» SET EXERCISE: Could you write out the records below exactly as they appear?

» RECORDS TO USE:
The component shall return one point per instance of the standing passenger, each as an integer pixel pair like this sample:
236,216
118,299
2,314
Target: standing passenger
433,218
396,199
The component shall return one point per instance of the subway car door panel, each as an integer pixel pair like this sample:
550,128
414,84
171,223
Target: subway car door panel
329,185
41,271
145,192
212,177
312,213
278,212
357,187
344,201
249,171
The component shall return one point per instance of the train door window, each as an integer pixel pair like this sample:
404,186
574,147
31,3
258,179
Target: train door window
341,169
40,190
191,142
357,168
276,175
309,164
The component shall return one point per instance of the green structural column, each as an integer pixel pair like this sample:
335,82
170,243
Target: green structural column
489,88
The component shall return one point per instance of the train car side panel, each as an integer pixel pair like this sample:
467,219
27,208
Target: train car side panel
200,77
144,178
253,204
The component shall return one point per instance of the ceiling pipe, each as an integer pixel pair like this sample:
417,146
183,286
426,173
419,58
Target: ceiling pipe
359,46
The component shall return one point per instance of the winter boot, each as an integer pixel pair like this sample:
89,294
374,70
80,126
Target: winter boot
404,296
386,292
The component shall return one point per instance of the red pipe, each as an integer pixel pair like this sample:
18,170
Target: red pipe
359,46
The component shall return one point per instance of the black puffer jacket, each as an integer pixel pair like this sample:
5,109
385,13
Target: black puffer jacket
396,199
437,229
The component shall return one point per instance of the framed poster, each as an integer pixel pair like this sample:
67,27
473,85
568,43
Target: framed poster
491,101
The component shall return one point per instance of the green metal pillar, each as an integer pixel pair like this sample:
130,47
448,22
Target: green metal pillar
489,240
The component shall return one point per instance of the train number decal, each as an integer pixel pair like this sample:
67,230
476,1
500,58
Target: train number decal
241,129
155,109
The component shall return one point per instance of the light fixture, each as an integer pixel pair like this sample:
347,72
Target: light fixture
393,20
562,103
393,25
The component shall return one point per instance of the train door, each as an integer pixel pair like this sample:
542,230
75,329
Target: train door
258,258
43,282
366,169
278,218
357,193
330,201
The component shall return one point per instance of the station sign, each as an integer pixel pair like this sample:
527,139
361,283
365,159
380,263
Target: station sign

» RESPONSE TO THE EXERCISE:
The component shall return one point per instance of the standing passenger, each as an integer pixel pair like this sample:
236,216
118,299
2,314
Target: standing passenger
433,218
396,199
The component shall return one point per instance of the subway car door panel, each as an integer pixel pair like this sample:
550,128
414,84
171,223
Target: subway car door panel
329,185
41,271
145,192
212,177
312,213
278,212
357,187
344,201
249,171
The component shall return one point per instance of the train door window, each as an integer pixel pair like this sample:
404,186
574,147
31,3
258,179
Target: train door window
341,169
40,190
191,142
357,168
276,175
309,164
The component shall return one point per instance of the green structural column, each as an integer pixel pair like this sample:
335,82
170,243
Target: green structural column
489,88
The component shall return one point per instance of the train car side panel, each as an integer pixel pair like this sample:
467,219
27,208
Target: train car side panel
200,77
144,178
253,204
The component shall return one point per instance of the ceiling pipe, each as an integer pixel pair like this sample:
417,146
183,286
426,173
419,58
Target: ceiling pipe
359,46
The component shall return one point per instance of the winter boot, each as an integer pixel pair like this sample:
89,294
374,70
80,126
Target: winter boot
404,296
386,292
The component shall return one point per instance of the red pipe, each as an integer pixel pair like this sample:
18,170
Target: red pipe
359,46
The component shall return one point per instance of the black puffer jacket, each as an integer pixel pair like this sample:
5,109
385,13
Target: black puffer jacket
396,199
437,229
The component shall return one point per instance of the framed poster, each as an integer pixel pair like this sample:
67,27
473,85
568,43
Target: framed poster
491,101
The component shall return one point per instance of the green metal pillar, each as an integer pixel pair like this sample:
130,47
448,22
Target: green metal pillar
489,240
The component shall return one point per instance of the train number decal, each as an integer pixel pair like this sample:
67,230
476,1
500,58
Target: train number decal
241,129
155,109
The component shall return one point per instance of the light fixture, each as an integer pixel pair like this sample:
347,72
Target: light fixture
393,20
562,103
393,25
The component shall return one point per instance of the train door, each as an integer pixel pair like this sample:
542,230
75,329
Target: train door
258,258
43,282
366,169
278,218
357,193
330,201
The component shall return one point per instance of the station sign, each as an integer pixel pair like this sample:
527,139
361,283
365,159
380,263
Target: station sign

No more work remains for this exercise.